## TEXT UNDER STUDY
● ● ● ● ●

Savelberg HH, Schaper NC, Willems PJ, de Lange TL, Meijer K - BMC Musculoskelet Disord (2009)

Bottom Line: Body-mass normalized strength of dorsal flexors showed a trend to be reduced in people with diabetes, both DC and DPN, compared to HC-subjects.Plantar flexors tended to be less weak in DC compared to HC and in DPN relative to DC.The results of this study suggest that adverse plantar pressure patterns are associated with redistribution of joint moments, and a consequent reduced capacity to control forward velocity at heel strike.

View Article: PubMed Central - HTML - PubMed

Affiliation: Department of Human Movement Science, Faculty of Health, Medicine and Life Sciences, Maastricht University, Maastricht, the Netherlands. hans.savelberg@bw.unimaas.nl

ABSTRACT

Background: Patients with diabetic polyneuropathy (DPN) are often confronted with ulceration of foot soles. Increased plantar pressure under the forefoot has been identified as a major risk factor for ulceration. This study sets out to test the hypothesis that changes in gait characteristics induced by DPN related muscle weakness are the origin of the elevated plantar pressures.

● ● ● ● ●

## DATA EXTRACTS

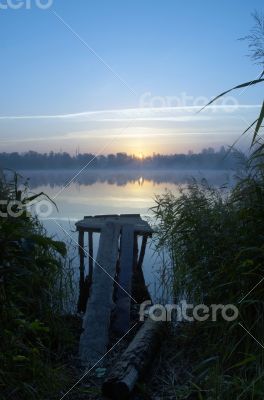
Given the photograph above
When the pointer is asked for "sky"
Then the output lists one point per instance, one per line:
(107, 76)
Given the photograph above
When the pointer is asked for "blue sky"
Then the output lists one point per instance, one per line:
(81, 56)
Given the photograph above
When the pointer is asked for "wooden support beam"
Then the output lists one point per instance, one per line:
(142, 251)
(96, 322)
(123, 296)
(140, 291)
(81, 281)
(133, 362)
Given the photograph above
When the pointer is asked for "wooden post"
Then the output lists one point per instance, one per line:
(142, 251)
(81, 282)
(140, 291)
(90, 276)
(96, 322)
(123, 297)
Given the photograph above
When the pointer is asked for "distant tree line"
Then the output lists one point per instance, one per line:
(207, 159)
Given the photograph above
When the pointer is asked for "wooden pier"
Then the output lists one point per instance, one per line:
(106, 284)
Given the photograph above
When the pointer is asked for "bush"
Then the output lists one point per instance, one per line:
(32, 340)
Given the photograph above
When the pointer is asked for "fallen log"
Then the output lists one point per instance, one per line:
(122, 378)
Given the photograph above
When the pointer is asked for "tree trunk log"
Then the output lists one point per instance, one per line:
(133, 363)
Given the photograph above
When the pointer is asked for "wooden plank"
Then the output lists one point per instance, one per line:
(81, 281)
(94, 339)
(123, 299)
(142, 251)
(95, 224)
(133, 363)
(90, 246)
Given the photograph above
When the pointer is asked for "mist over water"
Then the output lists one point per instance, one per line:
(112, 192)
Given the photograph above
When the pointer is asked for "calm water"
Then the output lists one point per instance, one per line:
(110, 192)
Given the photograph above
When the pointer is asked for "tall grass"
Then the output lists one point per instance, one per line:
(34, 337)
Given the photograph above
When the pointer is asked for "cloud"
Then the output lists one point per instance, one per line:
(183, 113)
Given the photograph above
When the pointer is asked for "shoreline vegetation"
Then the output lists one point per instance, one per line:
(215, 242)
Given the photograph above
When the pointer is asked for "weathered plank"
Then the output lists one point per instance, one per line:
(96, 223)
(94, 339)
(133, 362)
(81, 282)
(123, 297)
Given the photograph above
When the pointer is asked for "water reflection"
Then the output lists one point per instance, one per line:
(122, 178)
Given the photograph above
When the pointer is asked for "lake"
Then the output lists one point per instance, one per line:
(111, 192)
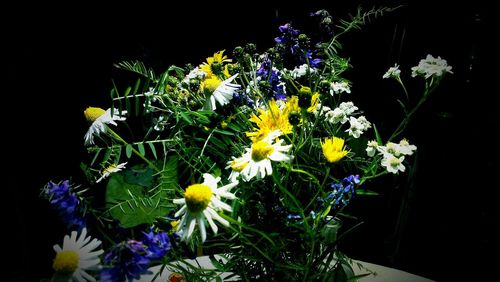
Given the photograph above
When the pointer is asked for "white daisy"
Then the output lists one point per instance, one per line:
(111, 169)
(371, 148)
(392, 72)
(339, 87)
(99, 118)
(393, 164)
(200, 202)
(222, 92)
(406, 148)
(76, 256)
(236, 165)
(260, 155)
(431, 66)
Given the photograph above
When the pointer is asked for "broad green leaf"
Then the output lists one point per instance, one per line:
(128, 150)
(186, 117)
(140, 175)
(107, 153)
(225, 132)
(127, 203)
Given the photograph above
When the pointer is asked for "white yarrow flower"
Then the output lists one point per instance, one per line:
(406, 148)
(392, 72)
(371, 148)
(222, 94)
(393, 164)
(339, 87)
(431, 66)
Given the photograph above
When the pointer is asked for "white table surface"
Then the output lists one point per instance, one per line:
(382, 273)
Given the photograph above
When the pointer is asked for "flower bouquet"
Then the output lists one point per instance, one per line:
(250, 156)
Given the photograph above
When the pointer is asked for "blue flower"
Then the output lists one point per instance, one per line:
(126, 261)
(271, 75)
(157, 244)
(66, 203)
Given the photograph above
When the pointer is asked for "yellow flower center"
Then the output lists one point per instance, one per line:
(109, 169)
(267, 121)
(93, 113)
(210, 84)
(238, 165)
(314, 103)
(197, 197)
(333, 149)
(261, 150)
(66, 262)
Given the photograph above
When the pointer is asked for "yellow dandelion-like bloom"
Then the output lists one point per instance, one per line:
(269, 121)
(333, 149)
(215, 65)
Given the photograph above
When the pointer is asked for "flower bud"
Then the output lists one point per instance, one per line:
(305, 95)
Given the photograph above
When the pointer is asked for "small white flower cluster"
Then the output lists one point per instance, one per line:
(394, 72)
(431, 66)
(342, 114)
(393, 154)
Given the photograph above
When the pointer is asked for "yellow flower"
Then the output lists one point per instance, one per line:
(269, 121)
(292, 105)
(215, 65)
(314, 103)
(203, 202)
(333, 149)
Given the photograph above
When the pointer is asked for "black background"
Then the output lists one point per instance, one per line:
(59, 61)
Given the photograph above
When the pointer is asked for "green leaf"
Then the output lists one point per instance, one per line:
(140, 146)
(128, 150)
(186, 117)
(95, 157)
(377, 135)
(129, 204)
(152, 147)
(225, 132)
(107, 154)
(140, 175)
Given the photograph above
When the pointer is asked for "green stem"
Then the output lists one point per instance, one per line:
(118, 137)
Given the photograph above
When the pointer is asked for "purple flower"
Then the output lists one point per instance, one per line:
(125, 261)
(157, 244)
(343, 192)
(272, 76)
(66, 203)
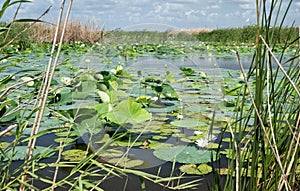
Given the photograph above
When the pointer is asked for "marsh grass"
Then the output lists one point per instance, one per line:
(267, 156)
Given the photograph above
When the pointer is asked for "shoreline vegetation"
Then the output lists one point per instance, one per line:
(91, 33)
(257, 147)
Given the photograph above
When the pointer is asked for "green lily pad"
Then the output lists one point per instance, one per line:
(20, 152)
(64, 139)
(186, 155)
(111, 153)
(4, 145)
(188, 123)
(74, 155)
(126, 163)
(128, 111)
(193, 169)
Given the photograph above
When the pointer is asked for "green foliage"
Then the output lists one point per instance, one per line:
(185, 154)
(247, 34)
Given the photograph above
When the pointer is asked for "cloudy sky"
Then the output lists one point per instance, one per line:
(155, 14)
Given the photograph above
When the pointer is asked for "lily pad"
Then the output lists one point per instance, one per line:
(186, 155)
(193, 169)
(74, 155)
(20, 152)
(125, 162)
(111, 153)
(128, 111)
(188, 123)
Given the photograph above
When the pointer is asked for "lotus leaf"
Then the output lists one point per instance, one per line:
(111, 153)
(185, 154)
(74, 155)
(188, 123)
(126, 163)
(20, 152)
(193, 169)
(128, 111)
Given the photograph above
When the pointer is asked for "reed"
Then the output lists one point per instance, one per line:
(267, 156)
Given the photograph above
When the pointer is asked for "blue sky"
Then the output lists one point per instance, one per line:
(155, 14)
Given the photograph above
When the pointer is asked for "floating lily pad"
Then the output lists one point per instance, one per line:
(111, 153)
(128, 111)
(4, 145)
(20, 152)
(74, 155)
(64, 139)
(125, 162)
(188, 123)
(183, 154)
(158, 145)
(193, 169)
(197, 108)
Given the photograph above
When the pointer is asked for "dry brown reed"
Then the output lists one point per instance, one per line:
(88, 32)
(194, 31)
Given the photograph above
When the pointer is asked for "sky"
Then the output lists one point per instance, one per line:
(154, 14)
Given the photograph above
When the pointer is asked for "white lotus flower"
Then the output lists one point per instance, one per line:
(154, 98)
(202, 142)
(179, 116)
(198, 133)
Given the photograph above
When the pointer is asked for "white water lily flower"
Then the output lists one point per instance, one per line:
(154, 98)
(179, 116)
(202, 142)
(198, 133)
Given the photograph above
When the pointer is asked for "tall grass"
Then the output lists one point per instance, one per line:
(267, 156)
(246, 34)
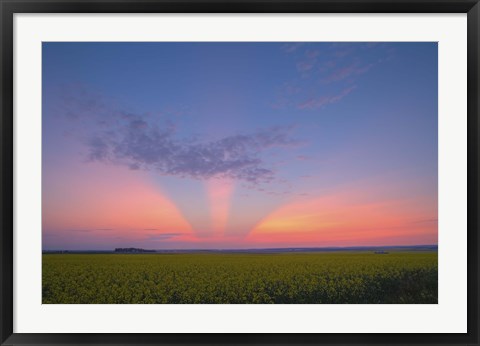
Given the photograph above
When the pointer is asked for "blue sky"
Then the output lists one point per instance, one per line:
(269, 125)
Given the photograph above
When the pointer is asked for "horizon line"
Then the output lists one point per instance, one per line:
(257, 249)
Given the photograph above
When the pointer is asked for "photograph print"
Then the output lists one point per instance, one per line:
(239, 173)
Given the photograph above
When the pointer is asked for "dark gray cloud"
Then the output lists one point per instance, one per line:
(153, 142)
(140, 145)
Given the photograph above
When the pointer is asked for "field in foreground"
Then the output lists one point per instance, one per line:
(298, 278)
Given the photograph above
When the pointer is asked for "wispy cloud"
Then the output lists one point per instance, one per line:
(141, 143)
(322, 69)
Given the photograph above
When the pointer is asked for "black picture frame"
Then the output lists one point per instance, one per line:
(10, 7)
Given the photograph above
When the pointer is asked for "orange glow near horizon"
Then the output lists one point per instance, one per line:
(219, 195)
(343, 219)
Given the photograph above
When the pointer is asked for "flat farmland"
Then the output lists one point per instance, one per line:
(400, 277)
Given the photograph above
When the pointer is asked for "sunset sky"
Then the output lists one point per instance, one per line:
(238, 145)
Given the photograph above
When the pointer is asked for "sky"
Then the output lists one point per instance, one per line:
(226, 145)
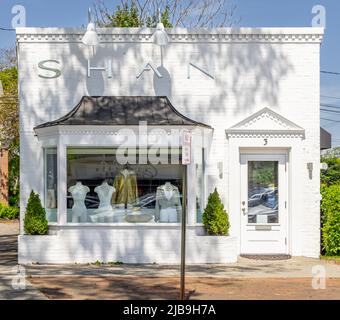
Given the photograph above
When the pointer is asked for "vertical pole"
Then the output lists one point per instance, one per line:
(183, 233)
(4, 176)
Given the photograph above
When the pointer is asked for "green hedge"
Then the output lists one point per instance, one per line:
(330, 207)
(332, 174)
(8, 212)
(215, 218)
(35, 218)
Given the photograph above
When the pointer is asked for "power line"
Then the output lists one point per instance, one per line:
(7, 29)
(330, 72)
(329, 106)
(330, 120)
(330, 97)
(334, 111)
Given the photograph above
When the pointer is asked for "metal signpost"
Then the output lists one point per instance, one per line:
(186, 160)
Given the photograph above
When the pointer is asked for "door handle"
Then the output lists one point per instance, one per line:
(244, 208)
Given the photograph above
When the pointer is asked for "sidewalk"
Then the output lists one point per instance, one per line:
(246, 279)
(8, 271)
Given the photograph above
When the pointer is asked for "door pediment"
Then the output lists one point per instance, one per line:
(265, 122)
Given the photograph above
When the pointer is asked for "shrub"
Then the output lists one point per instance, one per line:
(215, 218)
(330, 206)
(35, 218)
(332, 174)
(7, 212)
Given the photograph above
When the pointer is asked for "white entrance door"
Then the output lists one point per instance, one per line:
(264, 212)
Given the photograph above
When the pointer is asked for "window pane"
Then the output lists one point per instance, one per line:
(263, 193)
(51, 184)
(200, 187)
(100, 190)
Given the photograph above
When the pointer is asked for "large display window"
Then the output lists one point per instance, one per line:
(102, 190)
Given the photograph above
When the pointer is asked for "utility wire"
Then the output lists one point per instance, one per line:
(334, 111)
(330, 120)
(330, 72)
(6, 29)
(330, 97)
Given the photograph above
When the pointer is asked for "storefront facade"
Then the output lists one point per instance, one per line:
(119, 141)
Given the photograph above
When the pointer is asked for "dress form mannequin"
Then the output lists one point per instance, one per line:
(168, 205)
(104, 192)
(79, 210)
(126, 191)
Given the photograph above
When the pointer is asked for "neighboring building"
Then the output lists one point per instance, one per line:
(240, 109)
(325, 139)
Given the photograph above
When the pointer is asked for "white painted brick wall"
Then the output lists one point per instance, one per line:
(283, 76)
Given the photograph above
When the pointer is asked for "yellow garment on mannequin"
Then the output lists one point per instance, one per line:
(126, 188)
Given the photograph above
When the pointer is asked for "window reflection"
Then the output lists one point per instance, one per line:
(263, 194)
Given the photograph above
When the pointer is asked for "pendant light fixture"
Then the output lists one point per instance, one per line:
(160, 37)
(90, 37)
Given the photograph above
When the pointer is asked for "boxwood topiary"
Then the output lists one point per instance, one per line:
(8, 212)
(330, 206)
(35, 218)
(215, 218)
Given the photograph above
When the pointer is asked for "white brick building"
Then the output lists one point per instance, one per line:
(249, 97)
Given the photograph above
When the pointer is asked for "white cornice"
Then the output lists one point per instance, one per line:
(216, 35)
(265, 123)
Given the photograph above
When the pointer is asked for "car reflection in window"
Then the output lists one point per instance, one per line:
(263, 205)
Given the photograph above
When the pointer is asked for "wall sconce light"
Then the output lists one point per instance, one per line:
(160, 37)
(310, 169)
(90, 37)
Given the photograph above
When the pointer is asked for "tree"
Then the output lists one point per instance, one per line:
(174, 13)
(9, 118)
(215, 218)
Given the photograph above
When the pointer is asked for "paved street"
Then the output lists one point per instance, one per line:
(246, 279)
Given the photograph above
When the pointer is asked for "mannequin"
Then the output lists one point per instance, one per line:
(104, 192)
(79, 192)
(125, 184)
(168, 203)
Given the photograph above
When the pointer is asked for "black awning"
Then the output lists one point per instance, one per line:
(123, 111)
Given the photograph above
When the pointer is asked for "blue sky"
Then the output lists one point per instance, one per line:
(253, 13)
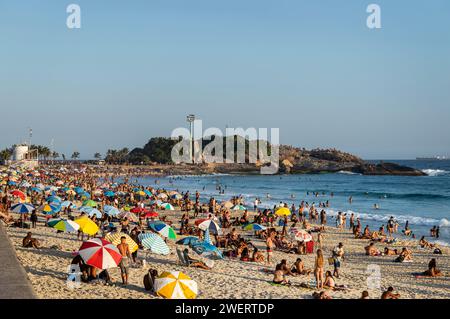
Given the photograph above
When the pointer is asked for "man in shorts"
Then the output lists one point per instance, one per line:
(125, 262)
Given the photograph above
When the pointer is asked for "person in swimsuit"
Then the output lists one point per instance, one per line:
(269, 246)
(126, 256)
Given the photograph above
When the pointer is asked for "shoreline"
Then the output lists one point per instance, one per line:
(46, 269)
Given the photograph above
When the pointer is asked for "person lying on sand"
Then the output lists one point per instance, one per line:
(405, 255)
(372, 251)
(194, 262)
(389, 294)
(432, 270)
(30, 242)
(390, 252)
(425, 244)
(321, 295)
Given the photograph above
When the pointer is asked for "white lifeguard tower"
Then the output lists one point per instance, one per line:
(24, 156)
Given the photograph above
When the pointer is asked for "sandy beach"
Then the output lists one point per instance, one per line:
(232, 278)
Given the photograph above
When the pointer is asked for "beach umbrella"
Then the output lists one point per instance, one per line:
(139, 210)
(162, 196)
(175, 285)
(87, 226)
(300, 234)
(55, 199)
(154, 243)
(227, 204)
(67, 203)
(19, 194)
(100, 253)
(205, 248)
(176, 196)
(156, 202)
(94, 211)
(22, 208)
(71, 192)
(110, 194)
(167, 206)
(141, 193)
(188, 241)
(65, 225)
(209, 224)
(24, 184)
(283, 211)
(254, 227)
(148, 193)
(116, 237)
(163, 229)
(50, 209)
(128, 216)
(111, 210)
(90, 203)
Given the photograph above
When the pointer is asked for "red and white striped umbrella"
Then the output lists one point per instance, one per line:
(100, 253)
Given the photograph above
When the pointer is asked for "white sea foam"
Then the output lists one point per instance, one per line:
(435, 172)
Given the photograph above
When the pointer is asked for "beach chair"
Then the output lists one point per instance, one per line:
(181, 259)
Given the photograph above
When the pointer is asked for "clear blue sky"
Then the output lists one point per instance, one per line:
(313, 68)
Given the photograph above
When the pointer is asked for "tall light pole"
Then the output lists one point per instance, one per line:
(190, 119)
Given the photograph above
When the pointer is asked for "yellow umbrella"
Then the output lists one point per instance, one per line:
(115, 239)
(175, 285)
(87, 226)
(283, 211)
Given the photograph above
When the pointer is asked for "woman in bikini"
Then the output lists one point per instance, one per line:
(318, 269)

● ● ● ● ●

## TASKS FOR THIS EXERCISE
1. Return the part of the diabetic gait study text that runs from "Savelberg HH, Schaper" to "at heel strike.", word for word.
2. Take the diabetic gait study text further, starting right after its final sentence.
None of the material is needed for this work.

## ANSWERS TO EACH TASK
1.
Savelberg HH, Schaper NC, Willems PJ, de Lange TL, Meijer K - BMC Musculoskelet Disord (2009)

Bottom Line: Body-mass normalized strength of dorsal flexors showed a trend to be reduced in people with diabetes, both DC and DPN, compared to HC-subjects.Plantar flexors tended to be less weak in DC compared to HC and in DPN relative to DC.The results of this study suggest that adverse plantar pressure patterns are associated with redistribution of joint moments, and a consequent reduced capacity to control forward velocity at heel strike.

2.
Methods: Three groups of subjects participated: people diagnosed with diabetes without polyneuropathy (DC), people diagnosed with diabetic polyneuropathy (DPN) and healthy, age-matched controls (HC). In all subjects isometric strength of plantar and dorsal flexors was assessed. Moreover, joint moments at ankle, knee and hip joints were determined while walking barefoot at a velocity of 1.4 m/s. Simultaneously plantar pressure patterns were measured.

Results: Compared to HC-subjects, DPN-participants walked with a significantly increased internal plantar flexor moment at the first half of the stance phase. Also in DPN-subjects the maximal braking and propelling force applied to the floor was decreased. Moreover, in DPN-subjects the ratio of forefoot-to-rear foot plantar pressures was increased. Body-mass normalized strength of dorsal flexors showed a trend to be reduced in people with diabetes, both DC and DPN, compared to HC-subjects. Plantar flexors tended to be less weak in DC compared to HC and in DPN relative to DC.

Conclusion: The results of this study suggest that adverse plantar pressure patterns are associated with redistribution of joint moments, and a consequent reduced capacity to control forward velocity at heel strike.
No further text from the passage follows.